Sounds like @azdavidr has you heading in the right direction. Yes Rachio take a bit to really dial in a Flex Daily schedule, but one you do, it is amazing how well it works year round.

I do agree that for a consumer based product, it would be nice if the front end UI utilized the common terminology that everyone sees at the box stores when they look at emitters (1gph, 2gph, etc) and do the calculations on the backend. Or at the very least, like @azdavidr mentioned, a linkable chart in the app that would cross things over. But what I will say is the concept of in/hr is exactly how commercial irrigation and ag irrigation figures out watering. So while it may be a bit foregn to consumers, it is a bit more of an irrigation “industry standard”.

It is my understanding that Rachio is primarily a consumer product. If that is true, I believe a truly great UI would allow the user to use values commonplace in the consumer world.

IMHO Rachio does a great job with its UI in so many ways — which makes it all the more frustrating and unbelievable, that they still don’t directly support drip systems (and no, I don’t consider linking to a consumer’s spreadsheet direct support).

I would love to recommend Rachio to friends and neighbors, but I can’t because of the lack of true, direct support for drip. I live in a high desert, and at least in my neighborhood, the majority of people use drip systems almost exclusively.

Source records
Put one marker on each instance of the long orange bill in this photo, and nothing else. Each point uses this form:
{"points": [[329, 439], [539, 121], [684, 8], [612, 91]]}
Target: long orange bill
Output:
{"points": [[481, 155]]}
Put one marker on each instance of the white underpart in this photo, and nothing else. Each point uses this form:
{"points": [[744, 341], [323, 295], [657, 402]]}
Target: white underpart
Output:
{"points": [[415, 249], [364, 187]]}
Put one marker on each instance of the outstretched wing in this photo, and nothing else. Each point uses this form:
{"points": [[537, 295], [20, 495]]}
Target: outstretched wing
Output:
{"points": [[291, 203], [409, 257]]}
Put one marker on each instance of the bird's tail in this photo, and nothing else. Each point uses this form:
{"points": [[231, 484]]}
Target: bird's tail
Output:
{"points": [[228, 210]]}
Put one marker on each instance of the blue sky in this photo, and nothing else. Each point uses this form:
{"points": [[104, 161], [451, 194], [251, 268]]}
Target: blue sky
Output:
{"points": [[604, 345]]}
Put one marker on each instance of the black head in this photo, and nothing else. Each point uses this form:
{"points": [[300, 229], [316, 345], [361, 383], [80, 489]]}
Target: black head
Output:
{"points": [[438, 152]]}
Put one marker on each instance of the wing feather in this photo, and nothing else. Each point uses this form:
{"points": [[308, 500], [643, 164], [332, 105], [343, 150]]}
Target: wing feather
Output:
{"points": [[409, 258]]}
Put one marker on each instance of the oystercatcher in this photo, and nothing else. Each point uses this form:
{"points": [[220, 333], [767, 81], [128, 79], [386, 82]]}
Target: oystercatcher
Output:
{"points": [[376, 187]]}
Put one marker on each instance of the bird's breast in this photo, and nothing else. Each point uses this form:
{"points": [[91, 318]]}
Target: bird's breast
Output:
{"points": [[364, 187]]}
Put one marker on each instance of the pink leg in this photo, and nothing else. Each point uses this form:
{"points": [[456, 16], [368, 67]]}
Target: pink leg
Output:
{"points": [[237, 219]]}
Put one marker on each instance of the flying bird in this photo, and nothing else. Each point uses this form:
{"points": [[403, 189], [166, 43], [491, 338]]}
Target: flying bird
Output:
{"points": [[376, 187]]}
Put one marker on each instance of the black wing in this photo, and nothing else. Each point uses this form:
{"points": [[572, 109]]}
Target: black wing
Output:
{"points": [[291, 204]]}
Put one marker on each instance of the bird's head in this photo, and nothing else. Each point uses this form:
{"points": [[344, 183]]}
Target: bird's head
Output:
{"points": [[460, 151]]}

◆ TASKS AND EXERCISES:
1. Output the passage of the Rachio discussion starting with "It is my understanding" and going on through "spreadsheet direct support).", copied word for word.
2. Answer these questions using the Rachio discussion:
(a) Which type of Rachio schedule takes a while to dial in?
(b) What unit do commercial and agricultural irrigation use to figure out watering?
(c) What kind of area does the last writer say they live in?

◆ EXERCISE SOLUTIONS:
1.
It is my understanding that Rachio is primarily a consumer product. If that is true, I believe a truly great UI would allow the user to use values commonplace in the consumer world.

IMHO Rachio does a great job with its UI in so many ways — which makes it all the more frustrating and unbelievable, that they still don’t directly support drip systems (and no, I don’t consider linking to a consumer’s spreadsheet direct support).

2.
(a) A Flex Daily schedule.
(b) Inches per hour (in/hr).
(c) A high desert.